Problems:
- 1) Which tools does the text on wood lined sheaths name for marking and cutting the wood? List every one.
- 2) Could you retype the text on wood lined sheaths word for word, starting with "2. Then I trace" and going on through "the next carver."?
Start Extract provided
I thought I would share a bit on how I make wood lined sheaths. I have been making wood lined sheaths exclusively for the last ten years. Prior to that I only made them for a few of my higher end knives. Bill Moran introduced me to the process about thirty years ago. I start out with bass wood or non acidic wood. Here are the basic steps I use and some photos for illustration
Dan Petersen, ABS-MS
Here is the list of steps:
I thought I would share a bit on how I make wood lined sheaths. I have been making wood lined sheaths exclusively for the last ten years. Prior to that I only made them for a few of my higher end knives. Bill Moran introduced me to the process about thirty years ago. I start out with bass wood or non acidic wood. Here are the basic steps:
1. Cut the wood to match the blade length with about an extra half to 3/4 inch in length.
2. Then I trace each side of the blade with a pencil onto the wood halves of the sheath
3. I then use a small carving knife to cut the outline drawn by the pencil mark up. This is a critical step. I try to cut to the depth I will eventually carve out of the wood to fit the blade. The spine perimeter is cut deeper than the the edge perimeter.
4. I then take a 60 degree gouge and cut the inside perimeter. This sets up the work for the next carver.
5. I then use a slightly curved 1 inch gouge and remove the wood from the rest.
6. I sand the rough spot and then clean the inside to remove and sanding grit material.
7. Clamp the two halves together and test fit with the blade.
End Extract provided
Start Record list
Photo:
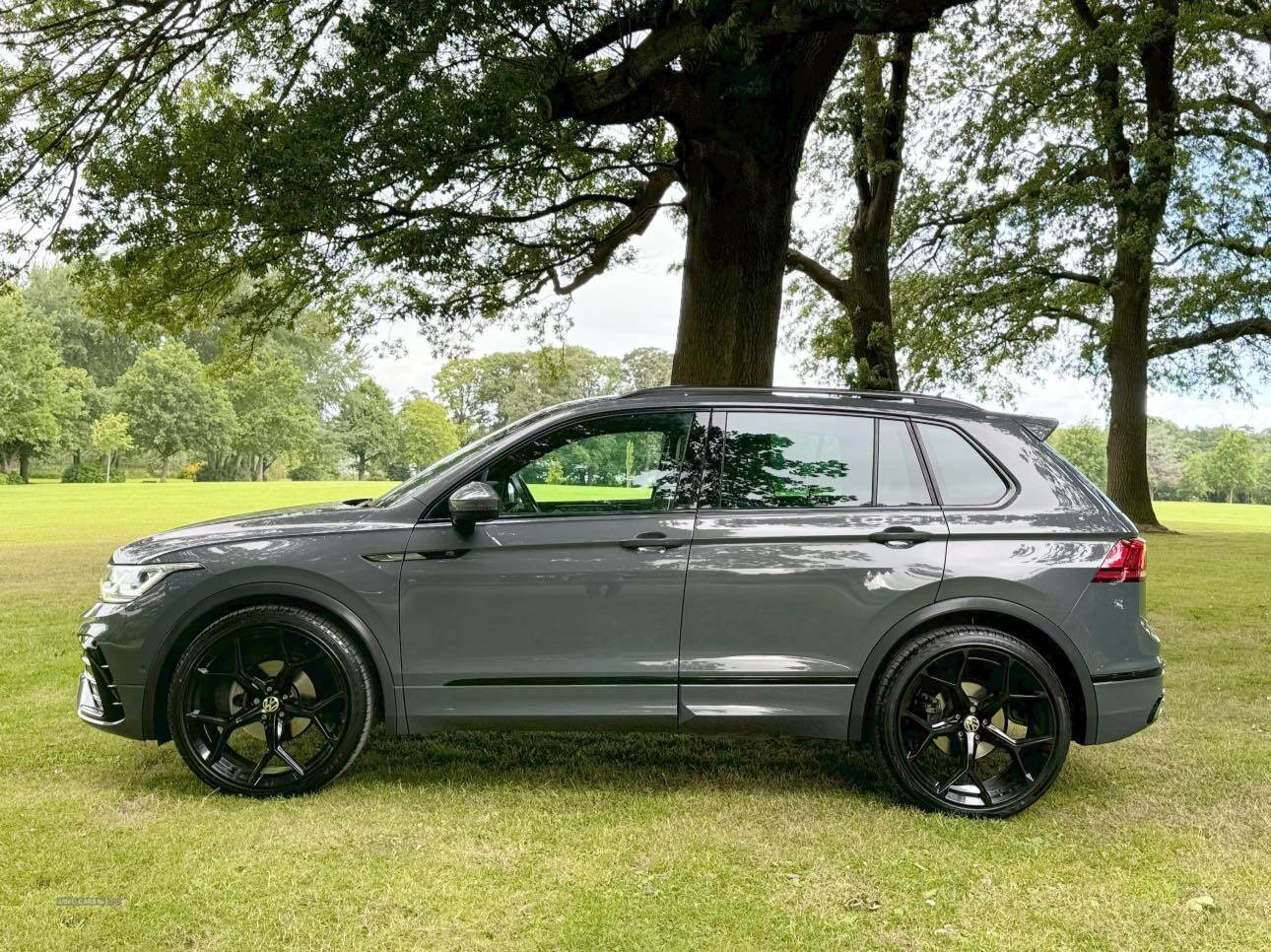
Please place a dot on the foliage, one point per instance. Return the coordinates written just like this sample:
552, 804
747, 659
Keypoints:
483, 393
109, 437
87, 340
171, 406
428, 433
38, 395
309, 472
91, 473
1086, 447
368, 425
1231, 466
End Record list
Start Record list
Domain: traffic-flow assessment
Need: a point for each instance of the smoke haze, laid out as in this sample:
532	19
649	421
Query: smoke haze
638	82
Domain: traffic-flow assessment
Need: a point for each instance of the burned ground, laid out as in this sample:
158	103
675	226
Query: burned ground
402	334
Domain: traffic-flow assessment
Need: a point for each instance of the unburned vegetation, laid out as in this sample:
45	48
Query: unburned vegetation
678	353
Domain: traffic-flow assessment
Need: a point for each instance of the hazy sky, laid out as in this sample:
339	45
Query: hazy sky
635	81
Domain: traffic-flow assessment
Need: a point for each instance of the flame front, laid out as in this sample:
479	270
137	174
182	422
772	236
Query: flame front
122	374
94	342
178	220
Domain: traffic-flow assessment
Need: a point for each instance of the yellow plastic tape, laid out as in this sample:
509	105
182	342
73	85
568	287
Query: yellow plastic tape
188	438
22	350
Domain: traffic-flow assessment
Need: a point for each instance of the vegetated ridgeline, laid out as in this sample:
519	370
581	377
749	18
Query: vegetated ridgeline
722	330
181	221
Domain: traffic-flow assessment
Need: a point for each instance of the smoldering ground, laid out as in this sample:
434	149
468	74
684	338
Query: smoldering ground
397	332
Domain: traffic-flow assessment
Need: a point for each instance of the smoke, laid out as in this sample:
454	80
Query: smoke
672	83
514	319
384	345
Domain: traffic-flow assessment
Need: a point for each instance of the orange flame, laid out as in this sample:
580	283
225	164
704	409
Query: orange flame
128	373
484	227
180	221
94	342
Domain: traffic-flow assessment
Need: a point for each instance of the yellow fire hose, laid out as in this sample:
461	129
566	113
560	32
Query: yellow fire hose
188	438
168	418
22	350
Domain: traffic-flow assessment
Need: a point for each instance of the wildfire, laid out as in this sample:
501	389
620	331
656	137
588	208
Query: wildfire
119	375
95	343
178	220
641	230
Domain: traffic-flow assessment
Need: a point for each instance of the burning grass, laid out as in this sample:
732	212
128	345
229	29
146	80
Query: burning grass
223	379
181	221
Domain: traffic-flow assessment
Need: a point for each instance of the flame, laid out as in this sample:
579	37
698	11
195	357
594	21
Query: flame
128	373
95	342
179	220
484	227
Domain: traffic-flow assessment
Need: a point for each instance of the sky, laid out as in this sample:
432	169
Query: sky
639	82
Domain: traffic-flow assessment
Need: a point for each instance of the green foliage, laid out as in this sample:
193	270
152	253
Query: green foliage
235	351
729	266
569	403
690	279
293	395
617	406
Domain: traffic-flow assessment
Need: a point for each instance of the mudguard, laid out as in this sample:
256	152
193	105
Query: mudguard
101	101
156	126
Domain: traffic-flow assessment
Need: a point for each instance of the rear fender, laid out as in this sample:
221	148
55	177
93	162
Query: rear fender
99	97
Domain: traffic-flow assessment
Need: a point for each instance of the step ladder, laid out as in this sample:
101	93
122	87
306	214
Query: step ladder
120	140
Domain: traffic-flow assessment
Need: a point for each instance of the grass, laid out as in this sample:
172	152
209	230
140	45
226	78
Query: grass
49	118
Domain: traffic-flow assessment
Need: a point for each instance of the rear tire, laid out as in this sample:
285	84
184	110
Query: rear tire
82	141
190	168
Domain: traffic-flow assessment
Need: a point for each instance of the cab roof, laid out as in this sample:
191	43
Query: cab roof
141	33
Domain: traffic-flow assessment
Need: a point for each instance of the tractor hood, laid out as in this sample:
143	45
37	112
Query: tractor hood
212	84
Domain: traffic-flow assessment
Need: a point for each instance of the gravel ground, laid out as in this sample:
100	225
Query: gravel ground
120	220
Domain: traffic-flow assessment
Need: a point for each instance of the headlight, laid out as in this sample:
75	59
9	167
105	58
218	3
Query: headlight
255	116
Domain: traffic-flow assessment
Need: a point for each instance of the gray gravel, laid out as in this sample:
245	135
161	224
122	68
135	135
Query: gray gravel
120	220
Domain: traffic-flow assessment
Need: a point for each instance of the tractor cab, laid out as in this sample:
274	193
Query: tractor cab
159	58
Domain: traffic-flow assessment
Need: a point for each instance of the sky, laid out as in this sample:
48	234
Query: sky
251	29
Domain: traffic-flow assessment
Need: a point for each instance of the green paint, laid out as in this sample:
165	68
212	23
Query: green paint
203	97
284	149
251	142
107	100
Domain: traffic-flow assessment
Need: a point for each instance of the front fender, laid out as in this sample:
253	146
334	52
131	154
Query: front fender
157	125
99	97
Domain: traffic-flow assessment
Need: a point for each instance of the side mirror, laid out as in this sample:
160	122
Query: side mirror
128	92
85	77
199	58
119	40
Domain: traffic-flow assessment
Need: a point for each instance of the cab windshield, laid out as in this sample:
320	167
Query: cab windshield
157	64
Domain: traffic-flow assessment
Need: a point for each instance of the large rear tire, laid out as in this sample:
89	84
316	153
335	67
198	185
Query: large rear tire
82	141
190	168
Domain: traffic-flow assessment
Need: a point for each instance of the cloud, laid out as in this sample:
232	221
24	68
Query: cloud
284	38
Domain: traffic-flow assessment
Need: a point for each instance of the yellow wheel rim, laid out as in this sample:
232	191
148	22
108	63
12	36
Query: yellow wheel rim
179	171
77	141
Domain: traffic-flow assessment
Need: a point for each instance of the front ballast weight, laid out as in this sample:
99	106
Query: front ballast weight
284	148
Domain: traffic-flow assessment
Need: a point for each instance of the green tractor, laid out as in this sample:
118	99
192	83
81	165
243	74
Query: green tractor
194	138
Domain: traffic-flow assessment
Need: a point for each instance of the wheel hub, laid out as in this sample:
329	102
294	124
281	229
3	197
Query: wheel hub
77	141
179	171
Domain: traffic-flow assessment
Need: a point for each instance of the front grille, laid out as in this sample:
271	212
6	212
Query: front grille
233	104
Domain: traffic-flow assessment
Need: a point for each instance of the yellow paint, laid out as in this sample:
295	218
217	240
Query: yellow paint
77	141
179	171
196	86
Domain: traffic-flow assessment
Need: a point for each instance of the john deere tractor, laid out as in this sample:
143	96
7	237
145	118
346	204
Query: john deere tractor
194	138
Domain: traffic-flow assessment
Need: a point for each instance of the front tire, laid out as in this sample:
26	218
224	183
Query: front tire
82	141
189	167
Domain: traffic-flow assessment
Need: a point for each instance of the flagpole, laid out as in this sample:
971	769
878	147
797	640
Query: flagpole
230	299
End Record list
Answers to each task:
- 1)
- pencil
- small carving knife
- 60 degree gouge
- slightly curved 1 inch gouge

- 2)
2. Then I trace each side of the blade with a pencil onto the wood halves of the sheath
3. I then use a small carving knife to cut the outline drawn by the pencil mark up. This is a critical step. I try to cut to the depth I will eventually carve out of the wood to fit the blade. The spine perimeter is cut deeper than the the edge perimeter.
4. I then take a 60 degree gouge and cut the inside perimeter. This sets up the work for the next carver.